* EXERCISE DIRECTIONS: Can you copy out the data verbatim, from the line containing "Where can the goat ear" through the last line of the data, both ends included?

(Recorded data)
==*==
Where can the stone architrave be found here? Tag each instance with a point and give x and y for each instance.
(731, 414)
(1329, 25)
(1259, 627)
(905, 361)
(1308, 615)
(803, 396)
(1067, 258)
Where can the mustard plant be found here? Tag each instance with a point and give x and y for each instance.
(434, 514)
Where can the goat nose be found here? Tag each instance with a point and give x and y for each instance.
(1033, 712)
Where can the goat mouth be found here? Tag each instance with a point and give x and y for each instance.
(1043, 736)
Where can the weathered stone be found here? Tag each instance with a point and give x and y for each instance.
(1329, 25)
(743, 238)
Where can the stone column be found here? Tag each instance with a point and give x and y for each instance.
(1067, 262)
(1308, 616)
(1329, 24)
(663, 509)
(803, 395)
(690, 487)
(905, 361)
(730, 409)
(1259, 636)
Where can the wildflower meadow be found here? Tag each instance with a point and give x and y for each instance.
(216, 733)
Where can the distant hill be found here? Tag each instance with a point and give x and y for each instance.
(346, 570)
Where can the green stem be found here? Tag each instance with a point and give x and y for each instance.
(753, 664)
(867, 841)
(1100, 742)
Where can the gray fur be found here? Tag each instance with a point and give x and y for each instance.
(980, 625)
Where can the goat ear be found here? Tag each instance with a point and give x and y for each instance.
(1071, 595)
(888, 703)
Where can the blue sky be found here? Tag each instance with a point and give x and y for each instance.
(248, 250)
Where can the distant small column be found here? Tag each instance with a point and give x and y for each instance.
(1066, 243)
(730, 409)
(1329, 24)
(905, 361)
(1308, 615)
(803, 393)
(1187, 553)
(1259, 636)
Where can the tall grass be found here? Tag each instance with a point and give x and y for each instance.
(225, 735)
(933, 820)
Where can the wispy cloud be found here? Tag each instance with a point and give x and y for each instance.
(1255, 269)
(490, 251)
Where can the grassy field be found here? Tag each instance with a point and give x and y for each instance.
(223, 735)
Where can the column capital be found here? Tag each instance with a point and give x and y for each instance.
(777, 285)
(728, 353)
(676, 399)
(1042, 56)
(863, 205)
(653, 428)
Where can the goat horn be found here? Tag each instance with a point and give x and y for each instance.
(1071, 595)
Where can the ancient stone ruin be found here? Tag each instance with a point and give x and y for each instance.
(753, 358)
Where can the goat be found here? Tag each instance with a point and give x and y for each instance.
==*==
* FULL ANSWER:
Where can the goat ear be found here? Tag each instance with a point and give x and y for each instance.
(1071, 595)
(888, 703)
Where can the blue sky be found here? Tag each instance with a point and give x and y for each instance.
(248, 250)
Where can the distant small column be found here? Tag each instance with a point and give x and y for each instance.
(1066, 243)
(730, 409)
(1329, 24)
(905, 361)
(1308, 615)
(803, 393)
(1187, 553)
(1259, 636)
Where can the tall grass be found here? Tag each instance with a point and give x and y for each instance.
(225, 735)
(933, 820)
Where can the wispy cloud be found here? Tag each instance with a point and give x and y for each instance.
(1255, 269)
(490, 251)
Where can the grassy field be found here? Tag each instance with a point and give x and y for each instance.
(223, 735)
Where can the column capital be found here? Tag each instance with a point and give x and y for each instance.
(777, 285)
(728, 353)
(676, 399)
(1042, 56)
(863, 205)
(653, 428)
Where can the goat horn be found here? Tag each instance with a point and give x and y for each instance.
(1071, 595)
Where can the ancient stone ruin be found here? Tag each instance with a point and give x and y for each instance.
(753, 358)
Where can the goat be found here? Tag each instance with a point and give x and y for each instance.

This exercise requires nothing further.